◆ **Work to do**:
(1) From the article, quote everything from "The bank’s governing" down to "early as January.".
(2) Turn the rows, everything from the line containing "Outline every instance of the jar" down to the end of the rows, into a two-column CSV with columns named request and outline. Give one row per request, with its text and its answer each in a single quoted field and line breaks replaced by spaces, and leave out the pictures.

>> START Source passage

The Bank of Canada increased interest rates for the seventh consecutive time on Wednesday, surprising markets with another oversized move while signaling that it may be nearing the end of its historic rate-hike cycle.

The bank’s governing council raised the benchmark lending rate by half a percentage point to 4.25 per cent, the highest level since early 2008.

This is the latest step in a nine-month dash to increase Canadian borrowing costs, which has driven mortgage expenses sharply higher and plunged the housing market into a deep funk. The central bank is squeezing Canadian finances in an effort to slow spending throughout the economy and get the highest inflation in four decades under control.

Investors were expecting a more dovish quarter-point increase. But even as the bank defied those expectations it softened its language about future rate increases – a sign that its rate-hike campaign is fast approaching a turning point, with a potential pause coming as early as January.

“Looking ahead, Governing Council will be considering whether the policy interest rate needs to rise further to bring supply and demand back into balance,” the bank said in its one-page rate decision statement. In previous rate announcements, the bank had said that it expected rates “will need to rise further.”

The bank said it remains “resolute” in its commitment to tackling high inflation, which is eroding wages and making life less affordable for Canadians.

>> END Source passage
>> START Extracted entries

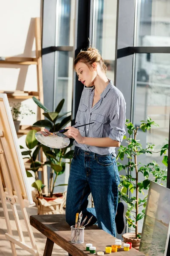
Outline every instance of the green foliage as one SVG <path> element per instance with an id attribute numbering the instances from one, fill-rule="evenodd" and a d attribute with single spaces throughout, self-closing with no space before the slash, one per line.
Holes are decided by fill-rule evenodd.
<path id="1" fill-rule="evenodd" d="M 142 145 L 137 140 L 138 129 L 144 132 L 150 130 L 152 125 L 158 127 L 159 125 L 151 120 L 149 117 L 147 121 L 142 121 L 139 127 L 135 128 L 131 122 L 127 120 L 126 126 L 129 134 L 129 137 L 124 136 L 127 145 L 121 145 L 118 150 L 116 160 L 119 159 L 122 160 L 126 157 L 128 159 L 128 163 L 123 165 L 117 161 L 119 171 L 122 170 L 126 171 L 126 175 L 120 175 L 120 183 L 119 186 L 119 199 L 122 198 L 126 202 L 128 205 L 126 212 L 126 218 L 128 226 L 129 228 L 133 227 L 135 231 L 136 238 L 140 237 L 138 233 L 138 221 L 141 220 L 144 216 L 145 207 L 147 201 L 147 196 L 143 200 L 139 198 L 139 195 L 142 193 L 144 195 L 144 190 L 149 189 L 150 183 L 150 177 L 152 180 L 156 182 L 158 181 L 166 181 L 167 170 L 166 167 L 164 169 L 162 168 L 155 161 L 153 161 L 147 164 L 142 164 L 138 161 L 138 156 L 142 154 L 154 153 L 154 145 L 147 143 L 145 148 L 143 148 Z M 168 144 L 166 144 L 161 148 L 160 157 L 162 155 L 167 154 Z M 158 152 L 157 152 L 158 153 Z M 167 156 L 164 155 L 162 162 L 167 166 Z M 139 181 L 139 175 L 140 173 L 143 176 L 143 181 Z M 130 192 L 132 196 L 129 197 Z M 143 209 L 139 212 L 139 207 Z"/>
<path id="2" fill-rule="evenodd" d="M 54 132 L 62 129 L 70 122 L 71 116 L 68 116 L 69 112 L 59 114 L 63 105 L 64 99 L 59 103 L 55 112 L 50 112 L 39 100 L 34 97 L 33 97 L 33 99 L 40 108 L 47 112 L 43 113 L 43 115 L 47 119 L 37 121 L 33 124 L 33 127 L 45 127 L 49 129 L 50 132 Z M 48 185 L 49 192 L 48 195 L 46 196 L 51 197 L 52 196 L 54 188 L 57 186 L 55 186 L 57 177 L 64 172 L 65 164 L 67 163 L 70 163 L 70 162 L 68 162 L 66 163 L 65 160 L 67 159 L 71 160 L 73 157 L 73 150 L 70 150 L 67 153 L 66 151 L 68 148 L 73 145 L 74 139 L 70 139 L 70 144 L 64 148 L 60 149 L 51 148 L 43 145 L 37 140 L 35 137 L 36 132 L 37 131 L 35 130 L 32 130 L 29 131 L 26 139 L 27 148 L 25 148 L 22 146 L 20 146 L 20 148 L 21 149 L 24 150 L 22 152 L 22 154 L 26 156 L 24 158 L 28 158 L 31 162 L 30 170 L 33 171 L 35 174 L 35 181 L 32 184 L 32 186 L 37 189 L 39 195 L 41 197 L 42 196 L 42 189 L 44 187 L 44 185 L 38 178 L 38 171 L 40 168 L 42 166 L 47 165 L 50 167 L 50 179 Z M 45 163 L 41 163 L 37 160 L 41 148 L 48 158 L 48 160 Z M 27 171 L 26 173 L 27 177 L 32 177 L 32 175 L 30 172 Z M 54 174 L 55 176 L 54 177 Z M 60 186 L 65 185 L 67 184 L 60 184 Z"/>

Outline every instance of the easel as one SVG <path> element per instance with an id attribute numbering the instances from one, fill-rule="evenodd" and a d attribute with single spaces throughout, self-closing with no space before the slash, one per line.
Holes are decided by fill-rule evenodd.
<path id="1" fill-rule="evenodd" d="M 0 93 L 0 197 L 4 212 L 12 255 L 17 256 L 15 244 L 38 256 L 39 253 L 26 209 L 35 205 L 29 189 L 27 177 L 6 94 Z M 6 202 L 11 204 L 19 239 L 12 235 Z M 19 204 L 31 244 L 26 244 L 17 212 Z"/>

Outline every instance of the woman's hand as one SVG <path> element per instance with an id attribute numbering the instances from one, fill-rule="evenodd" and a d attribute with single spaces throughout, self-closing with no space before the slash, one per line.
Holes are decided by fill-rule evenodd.
<path id="1" fill-rule="evenodd" d="M 69 136 L 71 136 L 76 140 L 78 143 L 82 143 L 84 139 L 84 137 L 82 136 L 80 132 L 78 129 L 72 127 L 69 125 L 68 127 L 66 127 L 65 129 L 68 129 L 67 132 Z"/>

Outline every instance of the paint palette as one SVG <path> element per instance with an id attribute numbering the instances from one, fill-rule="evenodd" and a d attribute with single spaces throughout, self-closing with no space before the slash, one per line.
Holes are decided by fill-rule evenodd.
<path id="1" fill-rule="evenodd" d="M 45 136 L 40 131 L 38 131 L 35 134 L 35 136 L 38 141 L 41 144 L 53 148 L 65 148 L 70 143 L 70 140 L 67 136 L 59 132 L 54 132 Z"/>

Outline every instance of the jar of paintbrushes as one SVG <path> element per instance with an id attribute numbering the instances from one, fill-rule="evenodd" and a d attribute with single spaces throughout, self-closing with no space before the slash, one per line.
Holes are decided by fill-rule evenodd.
<path id="1" fill-rule="evenodd" d="M 86 216 L 82 222 L 82 212 L 79 214 L 78 212 L 76 214 L 75 225 L 71 227 L 71 243 L 73 244 L 82 244 L 84 243 L 85 226 L 90 223 L 92 217 L 93 216 L 89 219 L 87 224 L 85 225 L 85 222 L 88 218 L 88 216 Z"/>

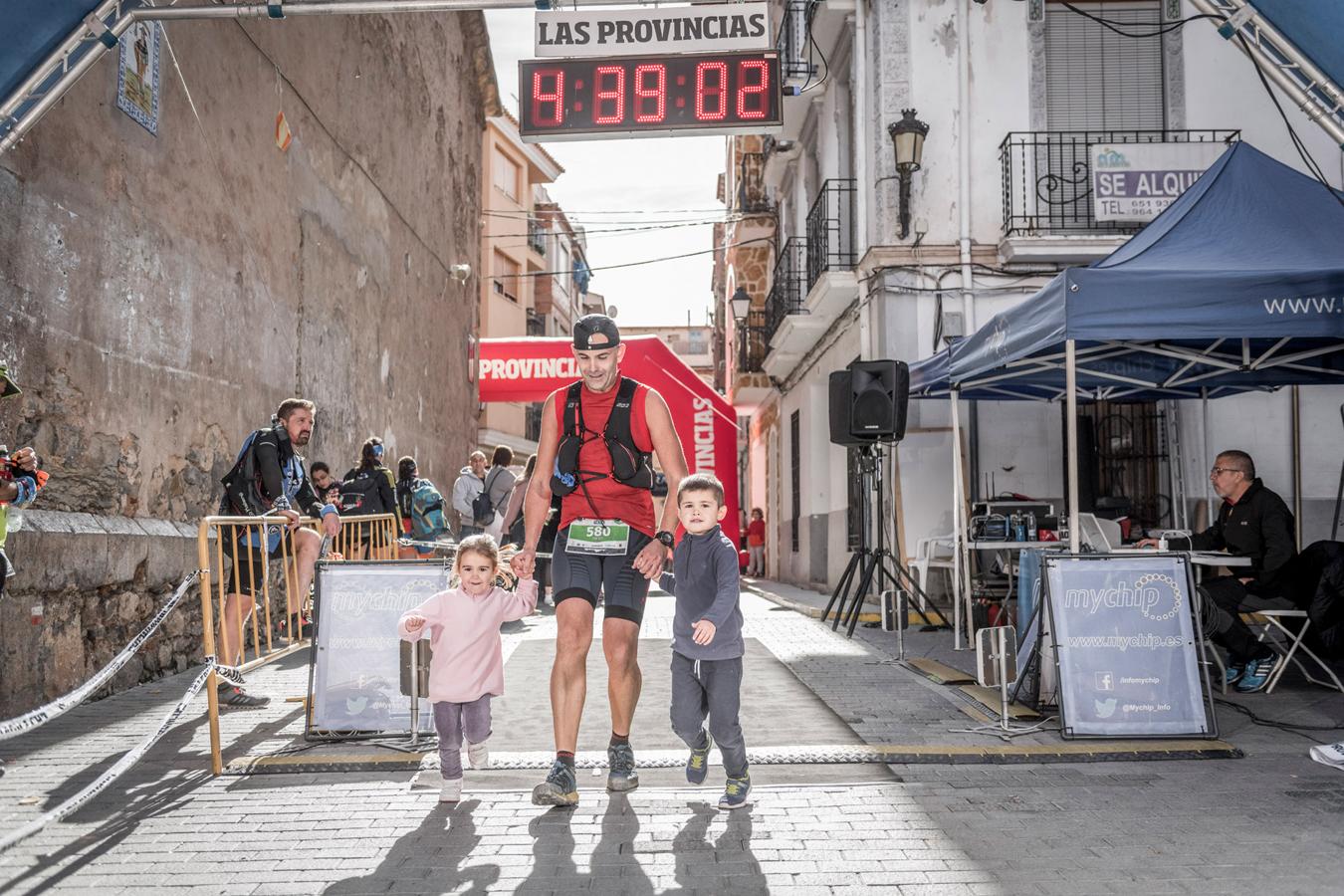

>> END Extracted entries

◆ **Responses in order**:
(1)
The bank’s governing council raised the benchmark lending rate by half a percentage point to 4.25 per cent, the highest level since early 2008.

This is the latest step in a nine-month dash to increase Canadian borrowing costs, which has driven mortgage expenses sharply higher and plunged the housing market into a deep funk. The central bank is squeezing Canadian finances in an effort to slow spending throughout the economy and get the highest inflation in four decades under control.

Investors were expecting a more dovish quarter-point increase. But even as the bank defied those expectations it softened its language about future rate increases – a sign that its rate-hike campaign is fast approaching a turning point, with a potential pause coming as early as January.

(2)
request,outline
"Outline every instance of the jar of paintbrushes as one SVG <path> element per instance with an id attribute numbering the instances from one, fill-rule=""evenodd"" and a d attribute with single spaces throughout, self-closing with no space before the slash, one per line. Holes are decided by fill-rule evenodd.","<path id=""1"" fill-rule=""evenodd"" d=""M 86 216 L 82 222 L 82 212 L 79 214 L 78 212 L 76 214 L 75 225 L 71 227 L 71 243 L 73 244 L 82 244 L 84 243 L 85 226 L 90 223 L 92 217 L 93 216 L 89 219 L 87 224 L 85 225 L 85 222 L 88 218 L 88 216 Z""/>"